------ 本文部分 ------

話題LOGISTICS TODAY主催のオンラインセミナー「ケーススタディ『最強物流設計』for 荷主企業・物流企業 DXの超具体的活用会議」が27日開催された。変化が激しい物流・ロジスティクスの事業環境を踏まえ、斬新な発想と高精度な技術力を持つスタートアップ4社のトップらが集結。DX(デジタルトランスフォーメーション)の導入や活用の仕方について、示唆に富んだ討論を2時間にわたって展開。当初予想を上回る約200人が視聴した。

「小さな成功を積み上げる」Shippio 本間氏

今回のセミナーで進行役の赤澤裕介・本誌編集長はあえて、「デジタル化の取り組みで失敗した経験は」と登壇者らに変化球を投げた。

それを受け、真っ先に発言したのは貿易実務の効率化に取り組むデジタルフォワーダー、Shippio(シッピオ)の本間善丈ディレクター。電話やファクスが主流だった従来型の貿易実務をクラウド技術でリアルタイム化・効率化するサービスで急成長している企業だ。しかし、「取引先には、必ずしも変化を望まない人がいることもある」と体験を語り始めた。

ある取引先は同社のシステムの導入に際して、それが成功したと評価するための要件や目標をあいまいにしたまま勢いで走り始めてしまったという。「変化を望まない人たちに対して(推進者は)成功を証明できず、プロジェクトが自然消滅してしまったことがあった。実はうまくいっていたのに、コスト面だけでは成果のアピールとしては不十分だった」という。本間氏は苦い経験を教訓に、「プロジェクトのマイルストーンを細かく区切り、小さな成功を積み上げて成功をアピールしやすくすること」と、DXを導入・活用する上での助言を語った。シッピオのサービスに関しても「一気に全面採用するのではなく、徐々に切り替えていくやり方もある」と述べた。

「規格化の重要性、認識を」SOUCO 中原氏

「倉庫業界全体がDXに失敗している」と厳しい見解を示したのはsouco(ソウコ)代表取締役の中原久根人氏。同社は全国1500超の倉庫ネットワークから顧客ニーズにあった保管スペースを探し出すサービスを手がけている。

------ 表示データ ------

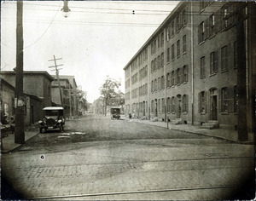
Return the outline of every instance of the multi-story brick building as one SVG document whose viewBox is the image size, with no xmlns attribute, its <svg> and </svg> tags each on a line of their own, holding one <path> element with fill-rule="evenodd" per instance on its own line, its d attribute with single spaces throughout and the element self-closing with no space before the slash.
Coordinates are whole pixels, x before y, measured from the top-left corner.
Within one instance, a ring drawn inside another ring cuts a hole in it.
<svg viewBox="0 0 256 201">
<path fill-rule="evenodd" d="M 8 106 L 9 116 L 15 116 L 15 72 L 1 72 L 1 99 Z M 24 123 L 30 125 L 44 118 L 43 108 L 52 106 L 50 83 L 53 78 L 47 72 L 24 72 Z M 2 112 L 1 115 L 4 115 Z"/>
<path fill-rule="evenodd" d="M 237 126 L 236 11 L 244 17 L 247 108 L 253 129 L 255 4 L 181 2 L 125 66 L 125 112 Z M 254 53 L 253 53 L 254 51 Z"/>
</svg>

------

# [課題 1]
次の(a)〜(c)がセミナーの記事の内容と合っているか、それぞれ「はい」か「いいえ」で答え、判断の根拠となる記事中の語句をそのまま引用せよ。
(a) セミナーの視聴者は約200人で、当初の予想を上回った。
(b) セミナーの進行役はShippioの本間善丈ディレクターが務めた。
(c) soucoは全国1000程度の倉庫ネットワークを持つ。
# [課題 2]
セミナーの記事に名前が出てくる人物を、フルネームですべて挙げよ。
項目はこの作業に関係しない。

# [完成した解答 1]
(a) はい。「当初予想を上回る約200人が視聴した。」
(b) いいえ。「進行役の赤澤裕介・本誌編集長」
(c) いいえ。「全国1500超の倉庫ネットワーク」

# [完成した解答 2]
赤澤裕介
本間善丈
中原久根人